Records drawn from a dataset:
-=-=-
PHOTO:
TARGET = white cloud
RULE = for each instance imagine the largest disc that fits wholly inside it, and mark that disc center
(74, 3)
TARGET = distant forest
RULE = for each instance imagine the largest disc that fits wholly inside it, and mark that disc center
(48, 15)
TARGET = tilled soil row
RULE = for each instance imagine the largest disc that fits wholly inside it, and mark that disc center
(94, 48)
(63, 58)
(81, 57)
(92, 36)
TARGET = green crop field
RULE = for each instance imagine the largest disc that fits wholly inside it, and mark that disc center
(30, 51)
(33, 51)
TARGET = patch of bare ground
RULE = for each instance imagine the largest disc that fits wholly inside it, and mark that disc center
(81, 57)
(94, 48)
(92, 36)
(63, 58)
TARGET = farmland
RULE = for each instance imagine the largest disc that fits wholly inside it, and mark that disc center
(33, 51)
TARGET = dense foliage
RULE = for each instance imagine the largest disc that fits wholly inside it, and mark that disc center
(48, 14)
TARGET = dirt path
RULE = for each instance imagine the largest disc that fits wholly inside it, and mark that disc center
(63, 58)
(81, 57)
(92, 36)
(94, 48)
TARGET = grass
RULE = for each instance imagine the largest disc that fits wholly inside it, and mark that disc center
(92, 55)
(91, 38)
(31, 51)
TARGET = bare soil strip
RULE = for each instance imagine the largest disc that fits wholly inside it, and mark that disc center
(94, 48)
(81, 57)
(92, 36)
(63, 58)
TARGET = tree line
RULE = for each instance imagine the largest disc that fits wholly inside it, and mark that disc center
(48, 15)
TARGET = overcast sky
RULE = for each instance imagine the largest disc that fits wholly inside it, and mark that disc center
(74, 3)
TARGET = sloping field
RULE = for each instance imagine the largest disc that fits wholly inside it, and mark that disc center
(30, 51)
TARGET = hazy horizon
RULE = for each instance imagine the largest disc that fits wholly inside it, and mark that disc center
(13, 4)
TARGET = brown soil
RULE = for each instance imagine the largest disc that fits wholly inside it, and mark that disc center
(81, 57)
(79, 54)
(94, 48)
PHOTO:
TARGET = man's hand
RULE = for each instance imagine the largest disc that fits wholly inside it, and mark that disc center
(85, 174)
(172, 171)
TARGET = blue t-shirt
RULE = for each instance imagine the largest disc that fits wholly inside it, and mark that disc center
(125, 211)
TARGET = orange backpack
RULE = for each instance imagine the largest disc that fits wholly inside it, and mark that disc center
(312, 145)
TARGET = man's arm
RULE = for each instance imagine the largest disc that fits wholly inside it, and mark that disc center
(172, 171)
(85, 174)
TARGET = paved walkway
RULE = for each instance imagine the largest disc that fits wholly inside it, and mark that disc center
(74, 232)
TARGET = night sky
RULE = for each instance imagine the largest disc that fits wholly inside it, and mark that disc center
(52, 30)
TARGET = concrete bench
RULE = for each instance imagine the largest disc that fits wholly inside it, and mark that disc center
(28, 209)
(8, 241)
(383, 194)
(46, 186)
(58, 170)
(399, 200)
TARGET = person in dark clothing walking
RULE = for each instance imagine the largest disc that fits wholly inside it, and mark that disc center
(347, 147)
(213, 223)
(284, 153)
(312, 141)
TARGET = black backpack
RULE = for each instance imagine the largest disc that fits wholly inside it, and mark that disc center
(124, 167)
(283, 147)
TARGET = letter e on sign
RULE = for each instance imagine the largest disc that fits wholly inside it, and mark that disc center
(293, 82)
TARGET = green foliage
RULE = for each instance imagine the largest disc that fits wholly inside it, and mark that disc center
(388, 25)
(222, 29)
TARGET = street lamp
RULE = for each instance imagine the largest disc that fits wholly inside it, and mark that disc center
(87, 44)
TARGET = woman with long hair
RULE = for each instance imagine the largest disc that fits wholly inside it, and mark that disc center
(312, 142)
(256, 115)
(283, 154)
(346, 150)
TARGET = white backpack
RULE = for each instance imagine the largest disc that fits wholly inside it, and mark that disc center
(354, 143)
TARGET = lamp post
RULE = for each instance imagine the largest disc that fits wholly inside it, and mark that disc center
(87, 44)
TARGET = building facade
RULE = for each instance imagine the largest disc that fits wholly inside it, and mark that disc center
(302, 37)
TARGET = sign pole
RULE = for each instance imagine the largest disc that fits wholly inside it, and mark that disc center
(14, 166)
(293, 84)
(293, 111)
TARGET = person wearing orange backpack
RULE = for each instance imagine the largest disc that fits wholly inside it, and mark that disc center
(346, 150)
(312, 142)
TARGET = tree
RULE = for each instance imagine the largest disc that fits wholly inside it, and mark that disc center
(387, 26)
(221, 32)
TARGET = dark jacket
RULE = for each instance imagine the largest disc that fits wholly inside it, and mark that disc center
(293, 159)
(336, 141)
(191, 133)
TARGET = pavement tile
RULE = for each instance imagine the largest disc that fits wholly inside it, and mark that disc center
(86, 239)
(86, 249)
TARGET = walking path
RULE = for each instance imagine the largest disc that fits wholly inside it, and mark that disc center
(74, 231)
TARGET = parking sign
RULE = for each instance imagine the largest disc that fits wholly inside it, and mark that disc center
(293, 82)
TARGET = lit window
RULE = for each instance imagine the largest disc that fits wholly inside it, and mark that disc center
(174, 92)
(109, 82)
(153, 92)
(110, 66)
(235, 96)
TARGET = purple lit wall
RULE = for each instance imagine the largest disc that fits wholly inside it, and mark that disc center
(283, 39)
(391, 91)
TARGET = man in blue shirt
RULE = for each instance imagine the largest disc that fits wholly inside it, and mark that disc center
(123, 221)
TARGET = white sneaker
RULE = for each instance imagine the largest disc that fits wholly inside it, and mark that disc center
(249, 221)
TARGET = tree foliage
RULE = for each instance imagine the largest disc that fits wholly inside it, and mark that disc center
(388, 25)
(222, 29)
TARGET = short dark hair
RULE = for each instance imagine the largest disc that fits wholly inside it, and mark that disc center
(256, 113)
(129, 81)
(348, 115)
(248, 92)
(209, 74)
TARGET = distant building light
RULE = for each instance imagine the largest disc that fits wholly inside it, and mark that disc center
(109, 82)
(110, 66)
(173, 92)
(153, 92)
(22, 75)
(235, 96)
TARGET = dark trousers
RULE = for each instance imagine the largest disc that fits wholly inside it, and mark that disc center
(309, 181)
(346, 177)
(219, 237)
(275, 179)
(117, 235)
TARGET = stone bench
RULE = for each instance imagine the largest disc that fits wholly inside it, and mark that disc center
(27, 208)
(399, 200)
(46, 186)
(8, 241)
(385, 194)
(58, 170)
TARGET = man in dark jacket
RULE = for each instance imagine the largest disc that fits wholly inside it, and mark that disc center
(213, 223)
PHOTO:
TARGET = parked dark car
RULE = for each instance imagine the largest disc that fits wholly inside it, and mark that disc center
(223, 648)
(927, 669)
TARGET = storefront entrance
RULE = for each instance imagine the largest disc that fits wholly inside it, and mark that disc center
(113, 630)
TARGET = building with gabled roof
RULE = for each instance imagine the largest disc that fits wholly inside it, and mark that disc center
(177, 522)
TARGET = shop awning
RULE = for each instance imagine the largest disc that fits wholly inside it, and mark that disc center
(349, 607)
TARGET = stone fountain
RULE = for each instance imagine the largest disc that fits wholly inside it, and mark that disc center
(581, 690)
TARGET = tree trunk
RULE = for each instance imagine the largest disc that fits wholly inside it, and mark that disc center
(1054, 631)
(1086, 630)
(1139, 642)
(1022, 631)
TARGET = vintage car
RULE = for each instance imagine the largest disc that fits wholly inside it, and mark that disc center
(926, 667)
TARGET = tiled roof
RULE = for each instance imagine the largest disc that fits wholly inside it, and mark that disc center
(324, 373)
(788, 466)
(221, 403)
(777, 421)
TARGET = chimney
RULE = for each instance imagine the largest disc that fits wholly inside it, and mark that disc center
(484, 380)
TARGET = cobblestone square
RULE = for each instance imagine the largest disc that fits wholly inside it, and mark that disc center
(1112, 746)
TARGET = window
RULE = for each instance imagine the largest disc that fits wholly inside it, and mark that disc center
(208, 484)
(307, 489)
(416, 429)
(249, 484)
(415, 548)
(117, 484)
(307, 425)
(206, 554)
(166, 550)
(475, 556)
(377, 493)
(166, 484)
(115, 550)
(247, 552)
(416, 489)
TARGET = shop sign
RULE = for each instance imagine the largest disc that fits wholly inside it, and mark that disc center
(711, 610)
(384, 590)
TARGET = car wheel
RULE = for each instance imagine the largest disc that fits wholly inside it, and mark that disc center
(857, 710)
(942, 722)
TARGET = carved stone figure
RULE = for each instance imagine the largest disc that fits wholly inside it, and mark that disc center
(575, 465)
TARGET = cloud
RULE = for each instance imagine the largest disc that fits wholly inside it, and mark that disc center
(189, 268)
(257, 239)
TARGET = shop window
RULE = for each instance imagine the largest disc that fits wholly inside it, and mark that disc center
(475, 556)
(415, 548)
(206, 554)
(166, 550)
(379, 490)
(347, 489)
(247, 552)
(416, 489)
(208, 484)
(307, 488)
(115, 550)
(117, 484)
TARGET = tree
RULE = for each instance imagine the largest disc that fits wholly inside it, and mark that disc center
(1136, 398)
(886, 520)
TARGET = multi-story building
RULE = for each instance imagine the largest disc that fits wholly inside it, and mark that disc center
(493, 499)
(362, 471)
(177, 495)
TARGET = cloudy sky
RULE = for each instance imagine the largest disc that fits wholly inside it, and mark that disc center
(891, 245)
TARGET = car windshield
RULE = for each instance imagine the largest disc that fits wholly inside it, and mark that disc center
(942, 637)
-=-=-
Aim of the task: Please copy, exactly and with nothing else, the lines above beginning at the line that has "TARGET = distant building light" and ending with the line that has "TARGET = dark trousers".

Task solution:
TARGET = distant building light
RULE = for each instance imagine the largest disc that fits wholly inside it, and mark that disc center
(109, 82)
(110, 66)
(173, 92)
(153, 92)
(22, 75)
(235, 96)
TARGET = dark trousers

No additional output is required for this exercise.